-- Begin EXERCISE DATA --
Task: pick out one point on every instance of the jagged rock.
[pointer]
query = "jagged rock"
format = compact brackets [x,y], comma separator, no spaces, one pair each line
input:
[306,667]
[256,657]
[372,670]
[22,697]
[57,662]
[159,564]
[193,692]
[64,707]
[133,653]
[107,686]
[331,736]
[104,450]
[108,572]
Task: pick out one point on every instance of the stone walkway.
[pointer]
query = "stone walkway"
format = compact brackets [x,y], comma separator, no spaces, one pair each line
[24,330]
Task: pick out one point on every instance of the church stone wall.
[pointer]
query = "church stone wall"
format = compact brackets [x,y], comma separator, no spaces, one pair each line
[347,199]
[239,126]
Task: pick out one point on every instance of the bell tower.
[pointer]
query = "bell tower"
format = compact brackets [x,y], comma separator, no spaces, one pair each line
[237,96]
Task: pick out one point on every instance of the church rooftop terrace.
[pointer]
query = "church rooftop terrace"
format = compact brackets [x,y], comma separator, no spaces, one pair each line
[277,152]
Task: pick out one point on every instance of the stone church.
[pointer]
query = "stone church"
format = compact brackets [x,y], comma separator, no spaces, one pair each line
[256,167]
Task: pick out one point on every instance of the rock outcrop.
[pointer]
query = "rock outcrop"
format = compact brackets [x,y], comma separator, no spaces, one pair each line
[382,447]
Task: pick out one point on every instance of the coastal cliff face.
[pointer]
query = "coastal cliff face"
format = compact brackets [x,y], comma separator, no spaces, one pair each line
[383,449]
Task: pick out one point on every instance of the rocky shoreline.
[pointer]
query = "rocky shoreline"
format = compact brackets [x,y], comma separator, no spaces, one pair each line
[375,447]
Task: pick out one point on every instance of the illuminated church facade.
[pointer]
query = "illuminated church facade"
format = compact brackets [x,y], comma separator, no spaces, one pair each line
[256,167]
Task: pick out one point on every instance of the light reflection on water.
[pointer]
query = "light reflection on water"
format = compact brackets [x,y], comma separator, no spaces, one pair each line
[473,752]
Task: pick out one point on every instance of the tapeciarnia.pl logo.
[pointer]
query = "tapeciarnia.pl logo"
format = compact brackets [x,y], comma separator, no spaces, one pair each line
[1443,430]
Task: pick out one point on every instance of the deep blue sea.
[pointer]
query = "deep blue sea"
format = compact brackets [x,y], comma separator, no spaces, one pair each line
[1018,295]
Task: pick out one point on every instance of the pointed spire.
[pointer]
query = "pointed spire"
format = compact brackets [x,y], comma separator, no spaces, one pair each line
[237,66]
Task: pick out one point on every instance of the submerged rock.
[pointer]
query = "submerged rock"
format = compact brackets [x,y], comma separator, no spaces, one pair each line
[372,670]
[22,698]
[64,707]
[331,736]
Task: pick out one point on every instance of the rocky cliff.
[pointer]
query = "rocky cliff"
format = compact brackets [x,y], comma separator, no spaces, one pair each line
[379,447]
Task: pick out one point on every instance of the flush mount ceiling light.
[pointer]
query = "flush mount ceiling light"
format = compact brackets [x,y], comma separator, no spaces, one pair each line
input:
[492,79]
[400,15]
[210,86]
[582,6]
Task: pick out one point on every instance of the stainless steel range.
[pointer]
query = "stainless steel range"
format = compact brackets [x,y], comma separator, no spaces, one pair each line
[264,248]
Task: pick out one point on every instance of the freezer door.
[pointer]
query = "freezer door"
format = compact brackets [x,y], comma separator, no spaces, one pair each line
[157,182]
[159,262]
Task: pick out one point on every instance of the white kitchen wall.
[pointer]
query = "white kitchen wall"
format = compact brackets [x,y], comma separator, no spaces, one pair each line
-- End EXERCISE DATA --
OBJECTIVE: Locate the line that contains "Task: pick out one point on every instance of the flush", then please quote it and every line after it to the end of the entries above, exactly and with nothing else.

RESULT OF THE TASK:
Task: pick out one point on every instance of the flush mount ceiling light.
[pointer]
query = "flush mount ceiling light"
format = compact brackets [x,y], comma separator, no spaces, one pair each line
input:
[492,79]
[400,15]
[210,86]
[582,6]
Task: pick out one point on every instance of the stainless steel range.
[pointer]
query = "stainless steel range"
format = compact brackets [x,y], comma separator, no spaces, one pair each line
[264,248]
Task: pick out one point on every instance of the freezer door.
[pointer]
query = "freezer door"
format = compact brackets [x,y], comma separator, no spaces, one pair each line
[157,182]
[159,262]
Task: pick out one point on every instance of the white kitchen wall.
[pointer]
query = "white kitchen wall"
format = compact brackets [x,y], comma separator, no spaces, one pair each line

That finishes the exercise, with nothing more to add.